* 所给要求 A
用两句话概括下方这篇关于Whisper语音输入的文章。
* 所给要求 B
请列出下方这篇关于Whisper语音输入的文章中所有带编号的小节标题。

* 所给文章

接上篇说的Whisper实时语音输入,这篇文章主要介绍语音输入文本的做法。
一、思路
思路:录制音频文件->检测长时间无语音输入时则自动停止录制->识别音频文件并输出。
其实就是将识别本地音频文件替换为录制音频,本质上还是识别的音频文件内容。
二、NuGet包下载
要实现音频录制,需要下载NAudio程序包。
右键项目->“管理NuGet程序包”->搜索并安装NAudio

三、声音阈值设置
判断静音通常不是直接判断是否有声音,日常环境中很难做到完全静音,所以需要设置一个声音阈值silenceThreshold,低于该阈值则判断为静音状态。
但是麦克风的采样率是线性PCM,不是dB,所以就需要计算一下。计算公式为dB = 20 * log10(amplitude);20 dB 对应的线性幅度为:
-20 = 20 * log10(x)
x = 10^(-20/20)
x = 10^-1 = 0.1
因为PCM音频里的规则是:0 dBFS = 最大音量 = (amplitude )1.0;
所有正常音频:dB ≤ 0; 范围是 [-1,1],所以实际上:
| 分贝 | 实际 amplitude |
|---|---|
| 0 dB | 1.0 |
| -20 dB | 0.1 |
20分贝阈值应该用silenceThreshold = 0.1f;。
(注:以上分贝计算来源于网络)
四、实现代码
总共也就不到三百行的代码,其中一半还是注释,这里也就老规矩,全贴了。
public partial class FormTestUI : Form
{
private string whisperExe = Path.Combine(
Application.StartupPath,
"Whisper",
"whisper-cli.exe"
);
private string modelPath = Path.Combine(
Application.StartupPath,
"Whisper",
"ggml-small.bin"
);
/// <summary>
/// 临时录音文件
/// </summary>
private string tempWavPath = Path.Combine(Application.StartupPath, "temp_record.wav");
/// <summary>
/// 麦克风录音
/// </summary>
private WaveInEvent waveSource;
/// <summary>
/// wav 写入器
/// </summary>
private WaveFileWriter waveWriter;
/// <summary>
/// 当前 whisper 进程
/// </summary>
private Process whisperProcess;
/// <summary>
/// 是否正在录音
/// </summary>
private bool isRecording = false;
/// <summary>
/// 当前音量
/// </summary>
private float currentVolume = 0f;
/// <summary>
/// 声音分贝阈值
/// 0.1f ≈ 20dB
/// </summary>
private float silenceThreshold = 0.1f;
/// <summary>
/// 静音时长(ms)

* 提供数据
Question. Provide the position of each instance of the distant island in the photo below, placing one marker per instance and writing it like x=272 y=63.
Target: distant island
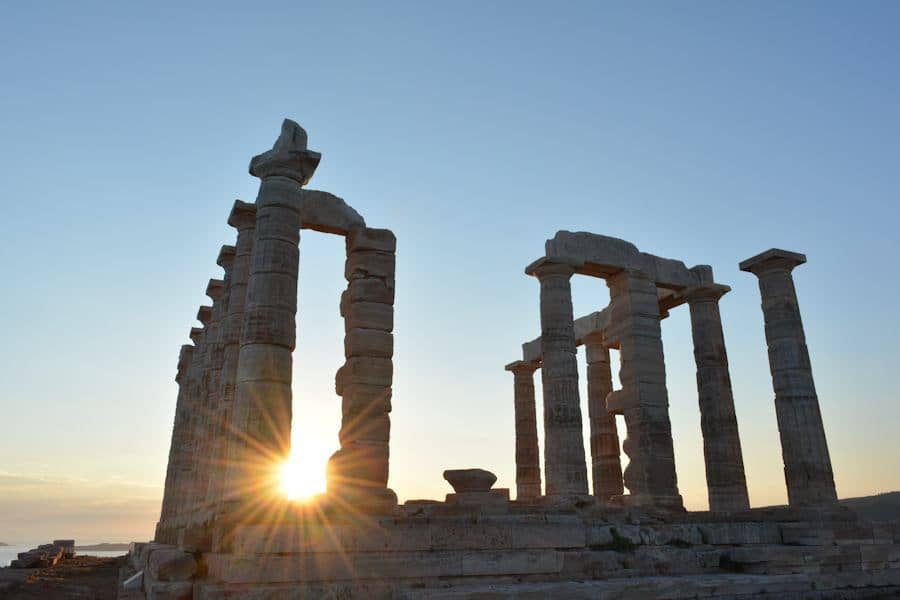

* 完整答案 A
文章介绍用Whisper实现语音输入文本的做法,思路是先录制音频文件,检测到长时间无语音输入时自动停止录制,再识别音频文件并输出。实现录音需要通过NuGet安装NAudio程序包,静音判断则依靠声音阈值silenceThreshold:按dB = 20 * log10(amplitude)换算,20分贝阈值应设为0.1f。

* 完整答案 B
一、思路
二、NuGet包下载
三、声音阈值设置
四、实现代码